**Exercise details:**
Please extract every one of the lines below and copy each one word for word, with no changes.

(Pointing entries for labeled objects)

● ● ●

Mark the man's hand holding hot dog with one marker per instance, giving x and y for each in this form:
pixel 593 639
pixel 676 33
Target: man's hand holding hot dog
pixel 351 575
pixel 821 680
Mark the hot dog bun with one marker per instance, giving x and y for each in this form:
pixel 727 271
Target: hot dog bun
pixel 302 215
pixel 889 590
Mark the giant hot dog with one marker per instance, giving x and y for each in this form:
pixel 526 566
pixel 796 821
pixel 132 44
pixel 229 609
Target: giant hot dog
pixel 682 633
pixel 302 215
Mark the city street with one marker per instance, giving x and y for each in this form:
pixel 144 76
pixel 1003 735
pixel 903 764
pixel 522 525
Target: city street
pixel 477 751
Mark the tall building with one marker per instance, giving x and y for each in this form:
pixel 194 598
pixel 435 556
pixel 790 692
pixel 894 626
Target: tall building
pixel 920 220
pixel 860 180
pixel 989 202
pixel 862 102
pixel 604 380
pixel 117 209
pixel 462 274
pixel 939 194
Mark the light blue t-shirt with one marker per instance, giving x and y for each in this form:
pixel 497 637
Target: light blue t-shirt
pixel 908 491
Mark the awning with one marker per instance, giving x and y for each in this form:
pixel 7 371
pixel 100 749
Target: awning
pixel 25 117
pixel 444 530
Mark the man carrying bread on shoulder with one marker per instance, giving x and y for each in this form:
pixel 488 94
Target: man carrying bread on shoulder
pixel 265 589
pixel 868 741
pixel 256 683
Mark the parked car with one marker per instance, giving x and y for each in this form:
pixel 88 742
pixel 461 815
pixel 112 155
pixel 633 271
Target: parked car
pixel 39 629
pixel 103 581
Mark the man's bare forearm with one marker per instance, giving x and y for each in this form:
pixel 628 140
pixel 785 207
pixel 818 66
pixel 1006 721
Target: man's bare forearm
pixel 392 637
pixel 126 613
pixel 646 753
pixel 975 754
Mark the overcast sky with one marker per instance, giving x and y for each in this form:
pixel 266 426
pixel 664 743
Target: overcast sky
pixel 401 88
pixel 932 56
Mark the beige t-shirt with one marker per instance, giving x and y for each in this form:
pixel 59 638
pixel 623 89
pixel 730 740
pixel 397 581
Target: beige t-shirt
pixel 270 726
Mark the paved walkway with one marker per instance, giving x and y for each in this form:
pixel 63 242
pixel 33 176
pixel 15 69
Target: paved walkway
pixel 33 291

● ● ●

**Full solution:**
Mark the man's hand holding hot dog with one marker per instance, giving x and y for each in this form:
pixel 593 639
pixel 676 33
Target: man's hand holding hot dog
pixel 351 575
pixel 821 680
Mark the hot dog bun with one marker per instance, giving x and y for each in this form:
pixel 727 271
Target: hot dog bun
pixel 302 215
pixel 889 590
Mark the giant hot dog with one marker per instance, giving x and y for each in this form:
pixel 526 566
pixel 796 821
pixel 132 44
pixel 229 609
Target: giant hot dog
pixel 682 633
pixel 302 215
Mark the city street with one marker per instance, giving x and y for each in this form:
pixel 144 76
pixel 1003 735
pixel 903 764
pixel 522 525
Target: city street
pixel 477 751
Mark the tall building with one marker per instance, giving x and y for each in this form:
pixel 194 598
pixel 435 556
pixel 790 692
pixel 894 626
Target: tall building
pixel 920 220
pixel 860 180
pixel 989 202
pixel 862 102
pixel 604 380
pixel 117 209
pixel 462 274
pixel 939 194
Mark the light blue t-shirt with one marker per instance, giving x and y for each in this form:
pixel 497 637
Target: light blue t-shirt
pixel 908 491
Mark the awning with one marker per instance, giving x and y for each in this form:
pixel 7 371
pixel 100 749
Target: awning
pixel 25 117
pixel 444 530
Mark the man carrying bread on shoulder with one marker per instance, giving x and y for each in this form:
pixel 488 94
Target: man carrying bread on shoulder
pixel 265 589
pixel 868 741
pixel 256 683
Mark the parked car with one marker per instance, giving x and y for each in this form:
pixel 88 742
pixel 461 815
pixel 112 155
pixel 633 271
Target: parked car
pixel 39 629
pixel 103 581
Mark the man's bare forearm with one marker per instance, giving x and y for each in this form:
pixel 628 140
pixel 785 207
pixel 818 66
pixel 1006 721
Target: man's bare forearm
pixel 392 637
pixel 126 613
pixel 646 753
pixel 975 754
Mark the overcast sky with one marker per instance, giving x and y for each in this form:
pixel 266 426
pixel 664 743
Target: overcast sky
pixel 401 88
pixel 932 56
Mark the beige t-shirt with one marker per instance, giving x and y for each in this form:
pixel 59 638
pixel 623 89
pixel 730 740
pixel 397 581
Target: beige t-shirt
pixel 270 726
Mark the paved walkway with one marker per instance, giving x and y for each in this form:
pixel 63 242
pixel 33 176
pixel 15 69
Target: paved walkway
pixel 33 291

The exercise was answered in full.